*Your task:* Count the lines in the material below that contain the string "segment", and give only the number.

** Start of Material provided **

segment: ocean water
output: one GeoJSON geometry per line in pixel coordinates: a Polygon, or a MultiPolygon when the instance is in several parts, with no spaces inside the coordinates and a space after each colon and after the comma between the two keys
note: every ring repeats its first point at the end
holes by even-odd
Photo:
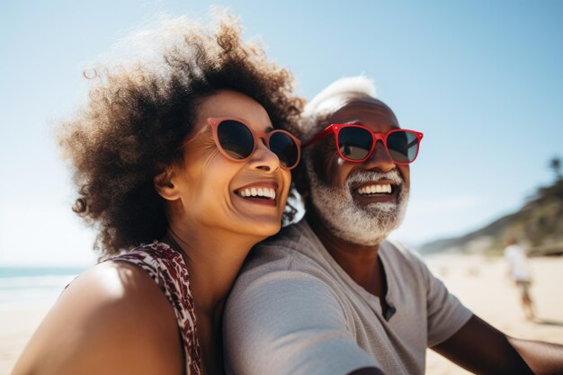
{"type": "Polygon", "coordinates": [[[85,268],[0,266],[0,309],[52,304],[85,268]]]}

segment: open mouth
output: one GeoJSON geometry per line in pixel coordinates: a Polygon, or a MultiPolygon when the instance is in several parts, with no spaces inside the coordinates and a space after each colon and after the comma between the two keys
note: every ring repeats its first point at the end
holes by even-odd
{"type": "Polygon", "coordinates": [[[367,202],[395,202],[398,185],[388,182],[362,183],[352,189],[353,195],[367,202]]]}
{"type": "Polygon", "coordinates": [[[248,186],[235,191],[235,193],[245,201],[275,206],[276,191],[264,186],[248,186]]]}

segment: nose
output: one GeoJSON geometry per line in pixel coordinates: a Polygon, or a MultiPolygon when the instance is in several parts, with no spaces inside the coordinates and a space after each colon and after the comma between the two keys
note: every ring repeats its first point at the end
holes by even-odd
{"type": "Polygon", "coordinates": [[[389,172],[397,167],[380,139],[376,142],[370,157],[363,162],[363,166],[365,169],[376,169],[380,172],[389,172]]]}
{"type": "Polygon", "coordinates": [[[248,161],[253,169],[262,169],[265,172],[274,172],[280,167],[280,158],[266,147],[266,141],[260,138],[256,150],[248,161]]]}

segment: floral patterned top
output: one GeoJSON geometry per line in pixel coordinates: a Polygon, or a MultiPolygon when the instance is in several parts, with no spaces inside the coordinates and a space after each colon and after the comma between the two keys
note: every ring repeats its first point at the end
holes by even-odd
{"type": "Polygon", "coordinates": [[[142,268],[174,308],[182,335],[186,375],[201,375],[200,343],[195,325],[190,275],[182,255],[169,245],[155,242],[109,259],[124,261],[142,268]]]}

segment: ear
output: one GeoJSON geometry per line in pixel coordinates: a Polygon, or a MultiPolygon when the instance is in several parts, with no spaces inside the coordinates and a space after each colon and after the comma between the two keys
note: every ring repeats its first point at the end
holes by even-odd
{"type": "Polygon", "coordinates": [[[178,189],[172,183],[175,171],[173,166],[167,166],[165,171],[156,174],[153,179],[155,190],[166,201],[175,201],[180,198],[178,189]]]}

** End of Material provided **
** Start of Material provided **

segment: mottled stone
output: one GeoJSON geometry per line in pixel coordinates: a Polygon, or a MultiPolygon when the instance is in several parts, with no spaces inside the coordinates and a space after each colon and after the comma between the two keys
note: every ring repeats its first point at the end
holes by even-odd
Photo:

** End of Material provided **

*The solution:* 6